Page >>
☆ ☆ ☆ ☆ ☆ ☆ ☆

Topological Vector Spaces over the Field of Real or Complex Numbers

Topological Vector Spaces over the Field of Real or Complex Numbers

Definition: A Topological Vector Space is a vector space $E$ with a topology $\tau$ such that the operations of vector addition $+ : E \times E \to E$ and scalar multiplication $\cdot : E \times \mathbf{F} \to E$ are continuous with respect to the topology $\tau$.

When we require $+ : E \times E \to E$ and $\cdot : E \times \mathbf{F} \to E$ to be continuous, we mean that $+$ is continuous on $E \times E$ where $E \times E$ is equipped with the product topology, and similarly, we mean that $\cdot$ is continuous on $E \times \mathbf{F}$ where $E \times \mathbf{F}$ is equipped with the product topology (where $\mathbf{F}$ is equipped with the standard Euclidean topology on $\mathbb{R}$ or $\mathbb{C}$).

If $E$ is a vector space, then a topology $\tau$ is said to be Compatible with $E$ if the operations $+$ and $\cdot$ are continuous with respect to the topology $\tau$. Thus, a topological vector space is a vector space $E$ with a compatible topology $\tau$.

Proposition 1: Let $E$ be a topological vector space. Then:
(1) For all $a \in E$, the function $f_a : E \to E$ defined for all $x \in E$ by $f_a(x) := x + a$ is a homeomorphism of $E$ onto $E$.

☆ ☆ ☆ ☆ ☆ ☆ ☆

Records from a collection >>
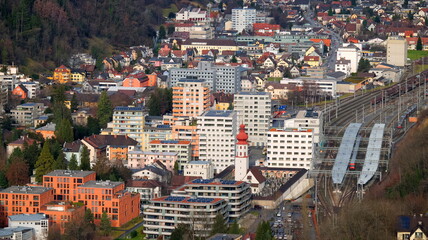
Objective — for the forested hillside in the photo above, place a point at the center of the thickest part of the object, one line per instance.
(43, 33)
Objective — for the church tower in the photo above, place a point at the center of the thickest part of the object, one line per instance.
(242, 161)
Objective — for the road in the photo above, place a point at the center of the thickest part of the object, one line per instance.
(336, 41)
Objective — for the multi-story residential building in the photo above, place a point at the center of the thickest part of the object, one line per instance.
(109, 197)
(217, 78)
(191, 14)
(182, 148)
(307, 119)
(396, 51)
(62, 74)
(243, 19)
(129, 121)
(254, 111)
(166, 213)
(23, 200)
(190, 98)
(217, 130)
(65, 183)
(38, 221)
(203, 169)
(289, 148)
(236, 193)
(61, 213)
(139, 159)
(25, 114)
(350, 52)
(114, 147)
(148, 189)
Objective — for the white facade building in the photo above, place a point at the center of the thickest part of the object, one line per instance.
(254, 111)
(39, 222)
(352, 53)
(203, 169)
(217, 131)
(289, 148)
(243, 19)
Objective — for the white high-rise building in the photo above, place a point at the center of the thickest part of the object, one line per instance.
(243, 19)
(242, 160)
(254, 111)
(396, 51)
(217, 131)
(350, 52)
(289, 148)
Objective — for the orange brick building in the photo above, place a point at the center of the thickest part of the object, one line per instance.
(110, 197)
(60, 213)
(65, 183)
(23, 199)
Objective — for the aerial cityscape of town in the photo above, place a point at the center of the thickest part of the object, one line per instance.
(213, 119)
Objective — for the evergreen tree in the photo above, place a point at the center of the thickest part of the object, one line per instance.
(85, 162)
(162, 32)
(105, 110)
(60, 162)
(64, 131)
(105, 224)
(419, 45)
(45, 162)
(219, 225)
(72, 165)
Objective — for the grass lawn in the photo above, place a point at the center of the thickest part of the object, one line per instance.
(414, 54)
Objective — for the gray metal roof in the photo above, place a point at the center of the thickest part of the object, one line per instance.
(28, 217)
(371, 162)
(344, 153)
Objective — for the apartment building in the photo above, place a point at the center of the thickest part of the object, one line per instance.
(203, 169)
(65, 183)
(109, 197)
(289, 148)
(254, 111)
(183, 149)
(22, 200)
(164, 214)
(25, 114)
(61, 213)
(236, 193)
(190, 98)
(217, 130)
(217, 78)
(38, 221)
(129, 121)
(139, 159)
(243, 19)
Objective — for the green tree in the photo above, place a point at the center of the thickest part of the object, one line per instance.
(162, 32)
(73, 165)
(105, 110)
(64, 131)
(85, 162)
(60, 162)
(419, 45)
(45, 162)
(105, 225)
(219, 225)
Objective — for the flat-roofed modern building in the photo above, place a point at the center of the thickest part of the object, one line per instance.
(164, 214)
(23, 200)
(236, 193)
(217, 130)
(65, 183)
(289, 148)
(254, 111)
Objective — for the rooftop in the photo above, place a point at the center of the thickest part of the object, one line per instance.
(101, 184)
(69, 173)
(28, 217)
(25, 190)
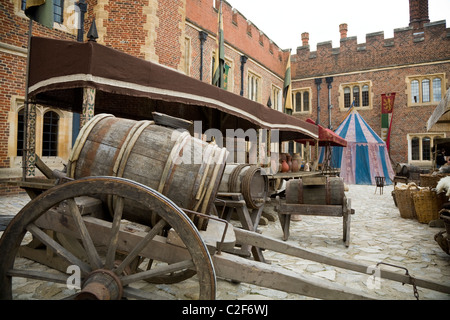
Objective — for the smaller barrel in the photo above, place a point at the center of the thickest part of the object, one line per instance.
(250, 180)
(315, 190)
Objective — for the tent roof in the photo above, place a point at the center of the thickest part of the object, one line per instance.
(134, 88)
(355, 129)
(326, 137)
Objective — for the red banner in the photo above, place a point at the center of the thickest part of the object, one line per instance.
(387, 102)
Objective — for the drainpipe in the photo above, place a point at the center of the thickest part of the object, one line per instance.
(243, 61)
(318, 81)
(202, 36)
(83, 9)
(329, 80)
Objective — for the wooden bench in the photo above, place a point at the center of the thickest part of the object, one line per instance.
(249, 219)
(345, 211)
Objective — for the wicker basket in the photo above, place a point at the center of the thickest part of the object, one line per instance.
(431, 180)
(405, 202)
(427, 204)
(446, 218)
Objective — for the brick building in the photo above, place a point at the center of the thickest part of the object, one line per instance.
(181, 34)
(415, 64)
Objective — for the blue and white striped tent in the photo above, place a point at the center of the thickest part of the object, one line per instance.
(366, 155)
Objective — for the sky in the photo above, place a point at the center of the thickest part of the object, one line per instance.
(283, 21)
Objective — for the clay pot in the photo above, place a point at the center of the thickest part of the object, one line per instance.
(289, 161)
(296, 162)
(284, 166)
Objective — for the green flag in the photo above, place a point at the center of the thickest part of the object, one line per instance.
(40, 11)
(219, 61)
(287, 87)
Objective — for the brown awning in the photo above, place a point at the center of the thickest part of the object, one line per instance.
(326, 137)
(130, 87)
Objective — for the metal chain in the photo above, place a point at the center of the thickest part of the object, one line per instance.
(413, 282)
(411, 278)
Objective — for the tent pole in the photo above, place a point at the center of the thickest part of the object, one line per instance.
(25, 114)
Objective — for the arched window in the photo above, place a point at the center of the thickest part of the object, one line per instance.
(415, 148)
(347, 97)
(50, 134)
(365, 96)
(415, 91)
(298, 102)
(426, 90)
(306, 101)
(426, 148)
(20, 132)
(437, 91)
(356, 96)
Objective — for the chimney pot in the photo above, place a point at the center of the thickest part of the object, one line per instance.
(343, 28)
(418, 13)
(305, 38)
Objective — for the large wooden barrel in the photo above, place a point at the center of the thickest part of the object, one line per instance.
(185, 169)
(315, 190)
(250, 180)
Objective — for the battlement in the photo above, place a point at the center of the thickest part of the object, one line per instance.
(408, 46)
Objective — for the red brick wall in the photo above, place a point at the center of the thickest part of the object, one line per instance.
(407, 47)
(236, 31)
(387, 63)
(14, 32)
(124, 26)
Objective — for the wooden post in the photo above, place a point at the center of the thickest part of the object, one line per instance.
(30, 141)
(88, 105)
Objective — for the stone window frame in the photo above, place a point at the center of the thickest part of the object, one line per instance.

☆ ☆ ☆ ☆ ☆ ☆ ☆

Set exercise >>
Can you reproduce the passage of the page on topological vector spaces between "If $E$ is a" and "of $E$ onto $E$.", inclusive, switching "homeomorphism" to "bijection"? These data have no connection to the page on topological vector spaces.

Answer to the exercise >>
If $E$ is a vector space, then a topology $\tau$ is said to be Compatible with $E$ if the operations $+$ and $\cdot$ are continuous with respect to the topology $\tau$. Thus, a topological vector space is a vector space $E$ with a compatible topology $\tau$.

Proposition 1: Let $E$ be a topological vector space. Then:
(1) For all $a \in E$, the function $f_a : E \to E$ defined for all $x \in E$ by $f_a(x) := x + a$ is a bijection of $E$ onto $E$.